Please rewrite all the records below as one numbered list, skipping any blank lines and leaving the pictures out.

##########

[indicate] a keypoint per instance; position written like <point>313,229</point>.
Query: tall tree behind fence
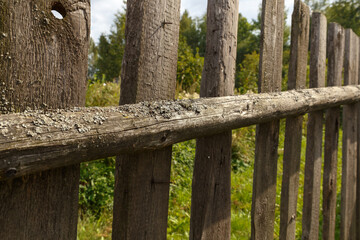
<point>43,65</point>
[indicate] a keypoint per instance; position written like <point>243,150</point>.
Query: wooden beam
<point>43,65</point>
<point>211,186</point>
<point>36,141</point>
<point>349,163</point>
<point>267,134</point>
<point>142,180</point>
<point>312,183</point>
<point>300,29</point>
<point>335,49</point>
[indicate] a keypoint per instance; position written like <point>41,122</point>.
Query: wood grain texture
<point>293,133</point>
<point>267,135</point>
<point>43,65</point>
<point>211,205</point>
<point>148,73</point>
<point>358,160</point>
<point>349,164</point>
<point>85,134</point>
<point>211,187</point>
<point>311,204</point>
<point>335,51</point>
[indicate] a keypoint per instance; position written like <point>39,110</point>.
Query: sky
<point>103,11</point>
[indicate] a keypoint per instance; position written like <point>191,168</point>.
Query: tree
<point>189,68</point>
<point>194,32</point>
<point>346,13</point>
<point>109,52</point>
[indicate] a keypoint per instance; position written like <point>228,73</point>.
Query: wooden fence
<point>43,67</point>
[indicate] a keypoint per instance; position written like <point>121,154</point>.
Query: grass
<point>92,226</point>
<point>97,183</point>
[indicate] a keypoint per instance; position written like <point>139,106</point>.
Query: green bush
<point>102,94</point>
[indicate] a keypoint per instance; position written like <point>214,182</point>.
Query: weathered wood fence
<point>43,67</point>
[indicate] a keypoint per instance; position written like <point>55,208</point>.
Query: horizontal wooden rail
<point>36,141</point>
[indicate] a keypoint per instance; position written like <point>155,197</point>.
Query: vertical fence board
<point>293,133</point>
<point>358,157</point>
<point>335,51</point>
<point>267,135</point>
<point>148,73</point>
<point>348,184</point>
<point>211,187</point>
<point>311,206</point>
<point>43,65</point>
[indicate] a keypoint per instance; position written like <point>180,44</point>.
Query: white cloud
<point>103,12</point>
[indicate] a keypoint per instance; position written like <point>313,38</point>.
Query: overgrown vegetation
<point>97,178</point>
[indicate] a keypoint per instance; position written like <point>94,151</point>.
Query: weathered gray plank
<point>93,133</point>
<point>211,187</point>
<point>43,64</point>
<point>358,160</point>
<point>311,205</point>
<point>293,132</point>
<point>267,135</point>
<point>335,49</point>
<point>349,169</point>
<point>148,73</point>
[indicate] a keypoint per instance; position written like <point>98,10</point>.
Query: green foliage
<point>91,227</point>
<point>102,94</point>
<point>248,37</point>
<point>346,13</point>
<point>189,68</point>
<point>317,5</point>
<point>248,74</point>
<point>97,186</point>
<point>105,58</point>
<point>180,190</point>
<point>193,31</point>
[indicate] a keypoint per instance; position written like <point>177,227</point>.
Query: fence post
<point>312,182</point>
<point>211,187</point>
<point>148,73</point>
<point>293,133</point>
<point>349,170</point>
<point>335,50</point>
<point>267,134</point>
<point>43,65</point>
<point>358,157</point>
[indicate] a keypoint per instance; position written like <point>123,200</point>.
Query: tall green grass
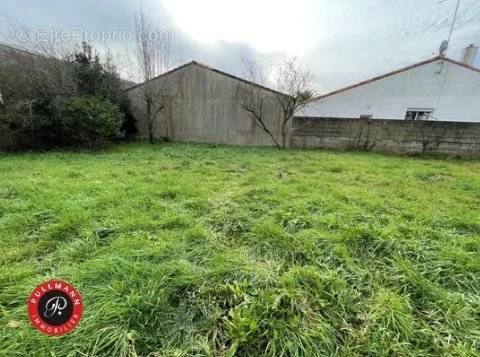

##########

OUTPUT -
1. [indicate] a keypoint per instance; position written like <point>313,229</point>.
2. Query: tall tree behind fence
3. <point>43,65</point>
4. [indicate] a keypoint per instance; position written like <point>243,150</point>.
5. Query: wooden beam
6. <point>43,65</point>
7. <point>211,186</point>
8. <point>36,141</point>
9. <point>349,163</point>
10. <point>267,134</point>
11. <point>142,180</point>
12. <point>312,183</point>
13. <point>300,29</point>
14. <point>335,49</point>
15. [indicate] a keypoint per instance; position written like <point>41,122</point>.
16. Query: wood grain texture
17. <point>293,133</point>
18. <point>267,135</point>
19. <point>43,65</point>
20. <point>211,205</point>
21. <point>148,73</point>
22. <point>358,160</point>
23. <point>349,164</point>
24. <point>85,134</point>
25. <point>211,187</point>
26. <point>311,204</point>
27. <point>335,51</point>
28. [indicate] a keypoint per instance; position written like <point>39,110</point>.
29. Query: sky
30. <point>103,11</point>
31. [indicate] a keypoint per instance; position written like <point>191,168</point>.
32. Query: tree
33. <point>189,68</point>
34. <point>194,32</point>
35. <point>346,13</point>
36. <point>109,52</point>
37. [indicate] a keypoint per instance; position written like <point>228,73</point>.
38. Query: wooden fence
39. <point>43,67</point>
40. [indicate] a keypoint per instance; position written like <point>121,154</point>.
41. Query: grass
42. <point>92,226</point>
43. <point>97,183</point>
44. [indicate] a keypoint per instance; position written like <point>139,106</point>.
45. Query: green bush
46. <point>102,94</point>
47. [indicate] a keypoint per instance; position written like <point>214,182</point>.
48. Query: weathered wood fence
49. <point>43,67</point>
50. [indicate] a keypoint per instance; position written like <point>55,208</point>.
51. Query: horizontal wooden rail
52. <point>36,141</point>
53. [indicate] a keypoint per instance; position written like <point>155,197</point>.
54. Query: vertical fence board
55. <point>293,133</point>
56. <point>358,157</point>
57. <point>335,51</point>
58. <point>267,135</point>
59. <point>148,73</point>
60. <point>348,184</point>
61. <point>211,187</point>
62. <point>311,206</point>
63. <point>43,65</point>
64. [indicate] a keypoint per instance; position written like <point>180,44</point>.
65. Query: white cloud
66. <point>103,12</point>
67. [indicate] a keypoint per instance; position written like <point>313,38</point>.
68. Query: overgrown vegetation
69. <point>97,178</point>
70. [indicate] a keypoint per instance; position written like <point>94,151</point>.
71. Query: weathered gray plank
72. <point>93,133</point>
73. <point>211,187</point>
74. <point>43,64</point>
75. <point>358,160</point>
76. <point>311,205</point>
77. <point>293,132</point>
78. <point>267,135</point>
79. <point>335,49</point>
80. <point>349,169</point>
81. <point>148,73</point>
82. [indicate] a keypoint per instance; position written like <point>98,10</point>.
83. Query: green foliage
84. <point>91,227</point>
85. <point>102,94</point>
86. <point>248,37</point>
87. <point>346,13</point>
88. <point>189,68</point>
89. <point>317,5</point>
90. <point>248,74</point>
91. <point>97,186</point>
92. <point>105,58</point>
93. <point>180,190</point>
94. <point>193,31</point>
95. [indicate] a keypoint per instance; position written like <point>177,227</point>.
96. Query: fence post
97. <point>312,182</point>
98. <point>211,187</point>
99. <point>148,73</point>
100. <point>293,133</point>
101. <point>349,170</point>
102. <point>335,50</point>
103. <point>267,134</point>
104. <point>43,65</point>
105. <point>358,157</point>
106. [indicate] a keypoint per instance; position written like <point>123,200</point>.
107. Query: tall green grass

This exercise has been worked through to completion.